At that point, he said you’re resale owners, you’re not going to buy. You probably bought your week for $2,000. I corrected the salesman saying that it wasn’t $2k since we bought resale years ago. Lol, then DH took the opportunity to also point out that HGVC has ROFR on HGVC resorts too and their decline allowed us to buy resale.

The salesman let us go and we got our free gifts for the presentation.

Update: Fixed typos


----------



## Panina (May 21, 2018)

alwysonvac said:


> I haven’t done a HGVC presentation since 2010.
> 
> Honestly, I absolutely hate going to presentations because of the lies but my DH talked me into it after they offered both the $100 Visa gift card and $100 HGVC Elevated Reward (which we used for dinner at the onsite restaurant District Tap).
> 
> ...



Amazing he didn’t check up front if you were a resale owner.


----------



## klpca (May 21, 2018)

alwysonvac said:


> Lol, then DH took the opportunity to also point out that HGVC has ROFR on HGVC resorts too *and their decline allowed us to buy resale*.


 Love it!



Panina said:


> Amazing he didn’t check up front if you were a resale owner.


He'll never make that mistake again.


----------



## PigsDad (May 21, 2018)

You turned down a "one time opportunity"?  Are you crazy??? 

Great post!  The "vault" / "401V" is hilarious.  Did you press them on the point devaluation that constantly happens with HHonors rewards?  I wonder what their answer would be to that.

Kurt


----------



## Maverick1963 (May 21, 2018)

From a different angle... HGVC reps appear to be thinking HGVC actual value is $2,000 per week.  I am afraid their perception is worse than ours.

I thought I heard HGVC decided not to give out gifts to resale owners.  I have not done the presentation for some years.  If I see any good chance, I may give it a try.


----------



## CalGalTraveler (May 21, 2018)

Love the locations but he may be getting ahead of his skis. 

Although 5100 will get you into W57 for a week gold or a 5 - 6 day platinum, I am not sure that would get you much in the Residences or these other locations when they come on-line except in dead of winter given the way they have been inflating the points charts on newer properties.


----------



## GregT (May 21, 2018)

Interesting story, thanks for posting it.  Love the new locations, will believe it when we see them.  Thanks again!

Best,

Greg


----------



## JohnPaul (May 21, 2018)

CalGalTraveler said:


> Love the locations but he may be getting ahead of his skis.
> 
> Although 5100 will get you into W57 for a week gold or a 5 - 6 day platinum, I am not sure that would get you much in the Residences or these other locations when they come on-line except in dead of winter given the way they have been inflating the points charts on newer properties.



5100 points will get you a studio premier (lowest priced unit) at The Residences for a week in Gold season.  Studio PH is 14400 a week platinum and 1 bedroom PH is 16800 platinum at The Residences.

__Data section__:
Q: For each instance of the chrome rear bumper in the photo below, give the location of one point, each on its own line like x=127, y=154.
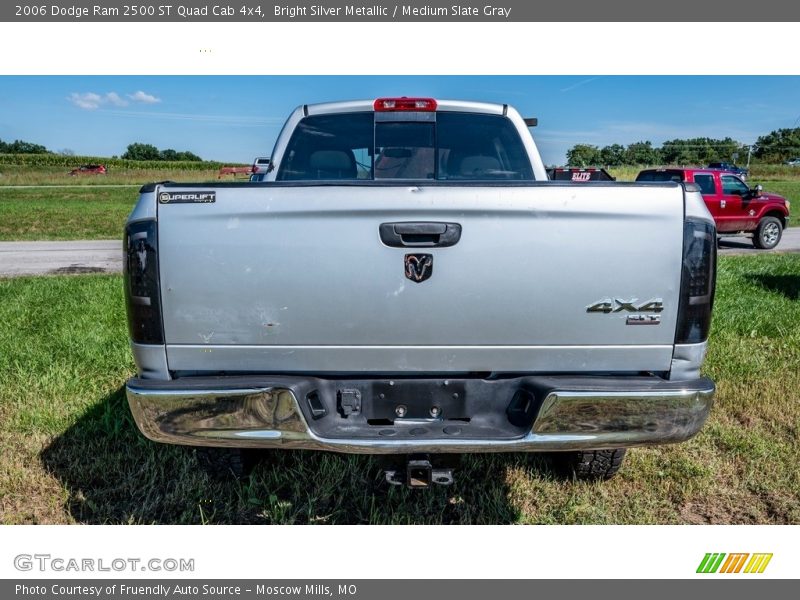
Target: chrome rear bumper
x=571, y=413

__Set task 1__:
For each of the statements (a), (b), and (c), state whether it agrees with the HGVC forum thread. Answer yes or no, and quote the words of the thread that decide it.
(a) The salesman assumed the owners had paid $2,000 for their week.
(b) The owners did not receive their presentation gifts once the salesman learned they had bought resale.
(c) At The Residences, a one-bedroom PH costs 14400 points for a platinum week.
__Set task 2__: Continue the HGVC forum thread from the end of JohnPaul's post on point costs at The Residences.

__Written response 1__:
(a) Yes: "You probably bought your week for $2,000."
(b) No: "The salesman let us go and we got our free gifts for the presentation."
(c) No: "Studio PH is 14400 a week platinum and 1 bedroom PH is 16800 platinum at The Residences."

__Written response 2__:
At W57th 5100 gets you a week in a  studio premier (higher floors) in gold or a week in a studio plus during gold is 3750.  Platinum rates are 7200/5250.


----------



## alwysonvac (May 21, 2018)

Regarding the locations...

HGVC might be working in partnership with Park Hotels & Resorts (one of the Hilton spin-offs).

Park Hotels & Resorts owns the following resorts that already have HGVC relationships:

Hilton Hawaiian Village
Hilton Waikoloa Village
New York Hilton Midtown
Embassy Suites Georgetown

My guess is that some of the additional “By Hilton Club” locations will come from the  Park Hotels & Resorts properties. Here’s the full list of properties owned by Park Hotels & Resorts - http://www.pkhotelsandresorts.com/portfolio


----------



## alwysonvac (May 21, 2018)

PigsDad said:


> You turned down a "one time opportunity"?  Are you crazy???
> 
> Great post!  The "vault" / "401V" is hilarious.  Did you press them on the point devaluation that constantly happens with HHonors rewards?  I wonder what their answer would be to that.
> 
> Kurt



Yeah I couldn’t believe it when he said “*401V*”.  

Any other day I would have challenged that statement. But I had already decided that I wasn’t going to argue any points. I really wanted to observe the latest sales spin and understand what new owners are being told.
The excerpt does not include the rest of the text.